__WHAT NEEDS TO BE DONE__:
Copy each of the following items word for word, leaving out the pictures.

::::

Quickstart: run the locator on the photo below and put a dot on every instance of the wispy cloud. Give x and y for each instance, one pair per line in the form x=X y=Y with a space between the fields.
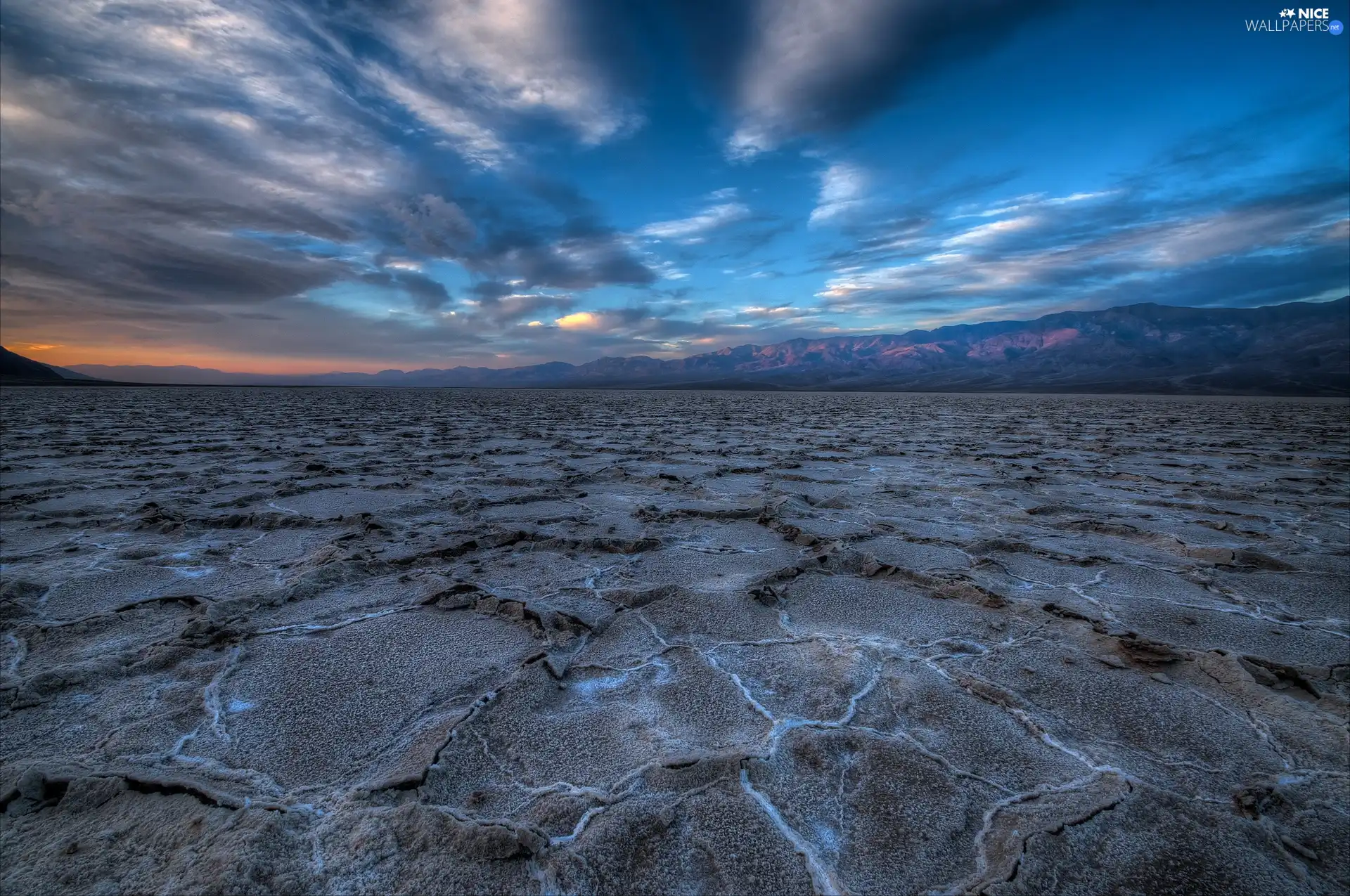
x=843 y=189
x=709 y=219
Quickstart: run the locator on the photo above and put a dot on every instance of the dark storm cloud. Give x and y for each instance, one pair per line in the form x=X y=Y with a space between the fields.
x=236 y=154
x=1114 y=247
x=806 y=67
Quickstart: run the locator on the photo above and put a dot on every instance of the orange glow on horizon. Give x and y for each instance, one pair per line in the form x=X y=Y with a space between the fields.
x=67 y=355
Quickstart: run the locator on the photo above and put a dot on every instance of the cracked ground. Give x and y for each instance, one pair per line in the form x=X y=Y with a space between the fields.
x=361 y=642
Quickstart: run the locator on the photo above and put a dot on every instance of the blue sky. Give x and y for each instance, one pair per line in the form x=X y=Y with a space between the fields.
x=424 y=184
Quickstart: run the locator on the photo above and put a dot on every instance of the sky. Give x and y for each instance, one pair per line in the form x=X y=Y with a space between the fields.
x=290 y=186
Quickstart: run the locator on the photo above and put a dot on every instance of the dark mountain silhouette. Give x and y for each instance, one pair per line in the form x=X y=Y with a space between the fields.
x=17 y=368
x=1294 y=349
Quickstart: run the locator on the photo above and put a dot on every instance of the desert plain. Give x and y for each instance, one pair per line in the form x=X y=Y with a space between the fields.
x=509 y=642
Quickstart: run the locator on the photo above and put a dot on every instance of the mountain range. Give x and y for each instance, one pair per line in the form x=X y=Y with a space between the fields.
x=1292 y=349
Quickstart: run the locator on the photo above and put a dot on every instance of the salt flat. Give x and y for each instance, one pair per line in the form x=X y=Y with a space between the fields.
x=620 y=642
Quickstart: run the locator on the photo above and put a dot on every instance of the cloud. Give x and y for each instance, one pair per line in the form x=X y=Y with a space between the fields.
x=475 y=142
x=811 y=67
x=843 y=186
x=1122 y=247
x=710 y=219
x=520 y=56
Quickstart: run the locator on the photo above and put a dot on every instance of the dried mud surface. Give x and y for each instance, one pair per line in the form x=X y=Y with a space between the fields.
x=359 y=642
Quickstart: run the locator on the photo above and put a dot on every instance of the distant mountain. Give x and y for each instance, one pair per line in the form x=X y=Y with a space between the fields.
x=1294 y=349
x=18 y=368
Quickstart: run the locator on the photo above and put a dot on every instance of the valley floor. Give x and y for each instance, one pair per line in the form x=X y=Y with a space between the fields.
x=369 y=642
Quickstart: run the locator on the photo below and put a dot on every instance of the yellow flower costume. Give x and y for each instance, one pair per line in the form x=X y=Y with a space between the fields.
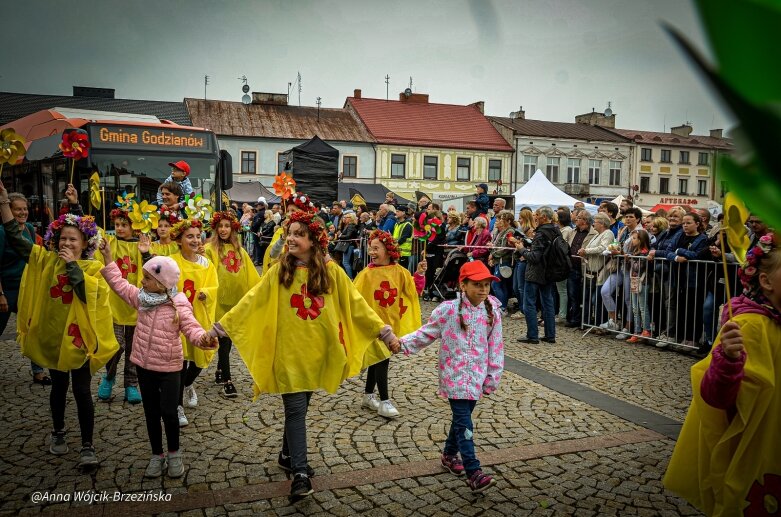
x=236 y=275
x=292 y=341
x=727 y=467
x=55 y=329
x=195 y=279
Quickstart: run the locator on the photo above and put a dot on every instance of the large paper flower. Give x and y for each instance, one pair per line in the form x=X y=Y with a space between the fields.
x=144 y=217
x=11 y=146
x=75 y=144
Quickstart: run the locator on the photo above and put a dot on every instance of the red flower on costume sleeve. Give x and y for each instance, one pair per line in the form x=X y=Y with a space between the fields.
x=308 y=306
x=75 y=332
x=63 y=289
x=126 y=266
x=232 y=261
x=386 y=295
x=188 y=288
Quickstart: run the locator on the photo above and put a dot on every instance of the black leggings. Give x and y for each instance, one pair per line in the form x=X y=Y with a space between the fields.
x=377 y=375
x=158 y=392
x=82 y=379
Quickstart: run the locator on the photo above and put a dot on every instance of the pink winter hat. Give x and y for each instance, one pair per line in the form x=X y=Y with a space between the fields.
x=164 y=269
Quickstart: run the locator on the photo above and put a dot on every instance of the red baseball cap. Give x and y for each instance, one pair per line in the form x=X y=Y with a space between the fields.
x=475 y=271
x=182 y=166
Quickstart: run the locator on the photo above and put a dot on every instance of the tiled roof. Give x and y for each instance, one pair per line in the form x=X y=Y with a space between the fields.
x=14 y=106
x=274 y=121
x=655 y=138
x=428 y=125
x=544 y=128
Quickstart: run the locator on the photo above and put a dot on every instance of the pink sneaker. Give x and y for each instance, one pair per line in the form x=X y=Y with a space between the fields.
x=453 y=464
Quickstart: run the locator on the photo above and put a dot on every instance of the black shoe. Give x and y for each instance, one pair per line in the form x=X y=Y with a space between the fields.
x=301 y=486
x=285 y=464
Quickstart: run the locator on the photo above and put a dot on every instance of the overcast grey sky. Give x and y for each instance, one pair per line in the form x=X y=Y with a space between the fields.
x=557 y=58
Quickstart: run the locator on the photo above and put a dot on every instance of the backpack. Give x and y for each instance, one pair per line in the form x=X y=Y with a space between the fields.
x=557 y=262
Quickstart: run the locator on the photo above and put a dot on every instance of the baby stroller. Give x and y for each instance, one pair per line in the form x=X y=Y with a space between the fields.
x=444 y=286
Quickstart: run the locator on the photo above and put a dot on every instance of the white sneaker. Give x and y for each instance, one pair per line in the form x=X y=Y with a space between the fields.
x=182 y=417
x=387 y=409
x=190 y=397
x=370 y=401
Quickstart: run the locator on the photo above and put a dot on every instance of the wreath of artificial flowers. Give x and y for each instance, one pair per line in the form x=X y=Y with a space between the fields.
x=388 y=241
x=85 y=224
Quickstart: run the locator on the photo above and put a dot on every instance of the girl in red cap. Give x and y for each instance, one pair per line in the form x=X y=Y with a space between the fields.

::::

__RESULT OF THE TASK__:
Quickstart: run the locator on the photo below and put a dot on every instance of the wispy cloud. Give x and y for each instance, one pair per line in the form x=X y=Y with a space between the fields.
x=843 y=189
x=709 y=219
Quickstart: run the locator on the photo above and put a dot on every instance of the dark storm cloud. Give x and y for each instance, one pair per line in the form x=X y=Y with a space between the fields.
x=236 y=154
x=1114 y=247
x=806 y=67
Quickstart: run the locator on the photo above and put a dot on every instance of the orange glow on horizon. Give x and y for each instance, one pair per line in the form x=X y=Y with a space between the fields.
x=67 y=355
Quickstart: run the locator on the photo above and put a dot on every instance of the cracked ground. Give x and y for each instance, one pair per line in the form x=X y=Y with a space between the fields.
x=361 y=642
Quickstart: run the locator on the photo above and put a dot on every instance of the blue sky. Give x and y for each instance, one pair per line in the form x=X y=Y with a space between the fields.
x=424 y=184
Quickstart: run the locator on the photo above and put a dot on every instance of the sky. Give x and y for each instance, one pair per line in the form x=X y=Y with a space between the fields.
x=290 y=186
Quickstart: run the locator on the photo above and put a dot on every instance of the dark mountain silhouette. Give x and y for each instance, one pair per line in the form x=X y=Y with a space between the fields.
x=17 y=368
x=1294 y=349
Quickstart: run the locator on the photo above and put a dot on every instance of the desert plain. Give x and y for each instance, one pair per line in the form x=X y=Y with a space between the fields.
x=509 y=642
Quickstart: run the locator on the photo above and put a dot on every instance of the mountain range. Give x and y for each instance, one pair per line in the form x=X y=Y with a space between the fields.
x=1292 y=349
Quickstart: run the locator on the photo above and put a dot on every instance of the salt flat. Give x and y for each instance, one pair per line in the form x=X y=Y with a space between the fields.
x=620 y=642
Quickstart: run the locator on the photo above and put a dot on every instance of the cloud. Give x and y for each instance, one pair per line in the form x=X y=Y with a space between the fields.
x=475 y=142
x=811 y=67
x=843 y=186
x=1122 y=247
x=710 y=219
x=520 y=56
Quickstart: run the locator on the photo above and put a dot on every instance of the dried mud surface. Give x and y for each instance, one pair per line in the form x=X y=Y with a space between the fields.
x=359 y=642
Quickstart: run the locator on the photo above and put a dot on every instance of the distant mountain. Give x and y for each instance, one pair per line in the form x=X y=Y with a space between the fields.
x=1294 y=349
x=18 y=368
Quickstart: run the locator on the photo above and put a dot on every instance of the valley floor. Give x and y for each instance, one pair per line in the form x=X y=Y with a space between the fields.
x=369 y=642
Quickstart: run the locator on the photo below and put a dot on every instance of the yellow flower costume. Give x and y for each instance, one pair per line in the form x=X y=Y with a space between the fields.
x=236 y=275
x=292 y=341
x=727 y=467
x=55 y=329
x=195 y=279
Quickstart: run the locator on the photo above and put a dot on every instance of the large paper flower. Give x and y for each instance, one pair per line in the form x=X y=Y with a space between the fields.
x=144 y=217
x=11 y=146
x=75 y=144
Quickstart: run the locator on the photo above and put a dot on every instance of the red flower on costume sleeve. Give x and y for each instance, one pair per line in the form x=X y=Y with a space between the fields.
x=308 y=306
x=75 y=332
x=63 y=289
x=126 y=266
x=232 y=261
x=386 y=295
x=188 y=288
Quickstart: run the locator on the photo above and put a dot on every instance of the black leggings. Give x and y for each instance, one pair per line in the form x=X y=Y with a space between the fields.
x=377 y=375
x=158 y=392
x=82 y=379
Quickstart: run the locator on the photo above and put a dot on every instance of the pink winter hat. Give x and y for each instance, one pair per line in the form x=X y=Y with a space between the fields.
x=164 y=269
Quickstart: run the locator on the photo above and put a dot on every instance of the red baseball cap. Give x and y for each instance, one pair per line in the form x=X y=Y with a space between the fields.
x=475 y=271
x=182 y=166
Quickstart: run the locator on the photo above and put a dot on every instance of the tiled roof. Give x and y for each instance, one pair per line in the form x=X y=Y with a space between the fields.
x=14 y=106
x=274 y=121
x=655 y=138
x=428 y=125
x=544 y=128
Quickstart: run the locator on the photo above and put a dot on every instance of the pink sneaker. Give x and y for each instance, one pair per line in the form x=X y=Y with a space between the fields.
x=453 y=464
Quickstart: run the locator on the photo above and put a dot on every instance of the black shoe. Give x and y for each instance, one pair per line in the form x=X y=Y with a space between the fields.
x=301 y=486
x=285 y=464
Quickstart: run the locator on the photo above and put a dot on every instance of the overcast grey sky. Give x and y for each instance, one pair per line in the form x=X y=Y with a space between the fields.
x=557 y=58
Quickstart: run the locator on the photo above and put a dot on every instance of the backpack. Give x and y for each instance, one pair per line in the form x=X y=Y with a space between the fields.
x=557 y=262
Quickstart: run the locator on the photo above and put a dot on every instance of the baby stroller. Give x and y for each instance, one pair per line in the form x=X y=Y with a space between the fields.
x=444 y=286
Quickstart: run the locator on the photo above and put a dot on every instance of the white sneaker. Give x and y for each instance, one pair per line in the form x=X y=Y with a space between the fields.
x=182 y=417
x=387 y=409
x=190 y=397
x=370 y=401
Quickstart: run the locator on the photo above and put a dot on every instance of the wreath of artificial flowers. Give x and y for each instance, one pair per line in the form x=X y=Y with a space between the fields.
x=388 y=241
x=85 y=224
Quickstart: run the locator on the photo above and put a dot on every instance of the girl in red cap. Give x and y for each instance, one pair per line in the form x=X y=Y with a space between the fields.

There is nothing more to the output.